[Raw records]
◆ ◆ ◆ ◆
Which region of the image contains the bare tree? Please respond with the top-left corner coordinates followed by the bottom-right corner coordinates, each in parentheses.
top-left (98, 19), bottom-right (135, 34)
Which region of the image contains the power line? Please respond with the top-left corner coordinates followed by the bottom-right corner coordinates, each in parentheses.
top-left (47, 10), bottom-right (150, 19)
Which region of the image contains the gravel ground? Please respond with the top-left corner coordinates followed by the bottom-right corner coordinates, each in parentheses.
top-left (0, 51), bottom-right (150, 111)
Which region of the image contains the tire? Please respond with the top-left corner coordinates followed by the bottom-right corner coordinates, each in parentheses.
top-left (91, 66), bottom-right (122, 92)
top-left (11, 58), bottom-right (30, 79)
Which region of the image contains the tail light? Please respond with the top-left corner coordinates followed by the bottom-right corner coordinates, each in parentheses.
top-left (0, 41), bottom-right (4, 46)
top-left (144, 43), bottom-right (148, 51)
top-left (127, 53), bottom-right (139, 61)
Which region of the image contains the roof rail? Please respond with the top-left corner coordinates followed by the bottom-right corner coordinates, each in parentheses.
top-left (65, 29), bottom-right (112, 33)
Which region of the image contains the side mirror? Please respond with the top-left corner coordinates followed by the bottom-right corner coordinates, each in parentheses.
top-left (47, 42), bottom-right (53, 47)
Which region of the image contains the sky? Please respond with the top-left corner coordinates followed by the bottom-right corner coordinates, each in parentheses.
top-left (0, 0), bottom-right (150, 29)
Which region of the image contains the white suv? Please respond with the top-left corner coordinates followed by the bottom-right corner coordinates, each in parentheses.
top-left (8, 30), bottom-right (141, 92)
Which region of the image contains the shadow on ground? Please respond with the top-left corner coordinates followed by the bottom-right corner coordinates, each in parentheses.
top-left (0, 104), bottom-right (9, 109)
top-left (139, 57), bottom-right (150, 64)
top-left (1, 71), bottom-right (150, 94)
◆ ◆ ◆ ◆
**Problem statement:**
Can you put each line of the listing above into a numbered list, leaving out any blank lines?

**Solution:**
1. Which region of the image contains the bare tree? Please respond with the top-left corner coordinates followed by the bottom-right corner coordinates, each in parentheses.
2. top-left (98, 19), bottom-right (135, 34)
3. Which region of the image contains the power line? Please respond with the top-left corner coordinates followed by the bottom-right corner coordinates, each in parentheses.
4. top-left (47, 10), bottom-right (150, 19)
5. Which region of the image contains the gravel ground? Please respond with the top-left corner coordinates followed by the bottom-right corner coordinates, each in parentheses.
6. top-left (0, 51), bottom-right (150, 111)
7. Which region of the image contains the tire? Please respond with the top-left corner coordinates followed by the bottom-right corner coordinates, each in parentheses.
8. top-left (91, 66), bottom-right (122, 92)
9. top-left (11, 58), bottom-right (30, 79)
10. Which region of the image contains the tail light? Please respond with the top-left corner coordinates followed by the bottom-right corner coordinates, each in parentheses.
11. top-left (0, 41), bottom-right (4, 46)
12. top-left (144, 43), bottom-right (148, 51)
13. top-left (127, 53), bottom-right (139, 61)
14. Which region of the image contains the roof rail? Please respond with the top-left corner coordinates followed by the bottom-right corner coordinates, each in parentheses.
15. top-left (65, 29), bottom-right (112, 33)
16. Which region of the image contains the side mirror? Please respond with the top-left corner coordinates followed by the bottom-right corner coordinates, each in parentheses.
17. top-left (47, 42), bottom-right (53, 47)
18. Which region of the image contains the sky? Please respond with the top-left corner coordinates followed by the bottom-right corner coordinates, each in parentheses.
19. top-left (0, 0), bottom-right (150, 29)
20. Which region of the image contains the white suv? Please respond with the top-left corner coordinates followed by the bottom-right corner coordinates, each in parentheses.
21. top-left (8, 30), bottom-right (141, 92)
22. Which region of the image contains the shadow on ground? Please respond with the top-left corner coordinates followed by the bottom-right corner coordinates, each in parentheses.
23. top-left (0, 104), bottom-right (9, 109)
24. top-left (139, 57), bottom-right (150, 64)
25. top-left (1, 71), bottom-right (150, 94)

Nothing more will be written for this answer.